[Referring expression data]
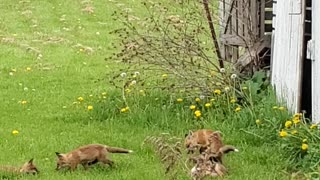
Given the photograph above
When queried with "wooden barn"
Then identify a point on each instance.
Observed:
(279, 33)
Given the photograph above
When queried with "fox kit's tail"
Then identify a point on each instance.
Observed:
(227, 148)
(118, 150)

==

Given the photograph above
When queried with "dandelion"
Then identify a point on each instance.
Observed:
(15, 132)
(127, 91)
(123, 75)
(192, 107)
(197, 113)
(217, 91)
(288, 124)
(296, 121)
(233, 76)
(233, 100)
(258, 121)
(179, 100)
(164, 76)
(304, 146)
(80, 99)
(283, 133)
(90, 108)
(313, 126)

--

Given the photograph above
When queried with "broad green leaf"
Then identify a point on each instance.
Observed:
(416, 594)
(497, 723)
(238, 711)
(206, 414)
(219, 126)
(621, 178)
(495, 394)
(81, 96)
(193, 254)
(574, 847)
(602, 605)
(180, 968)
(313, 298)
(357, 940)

Action item =
Return every line above that contains the word "When".

Response =
When queried with "wooden barn"
When queried with "fox kit's tail"
When queried with "dandelion"
When queried with "broad green leaf"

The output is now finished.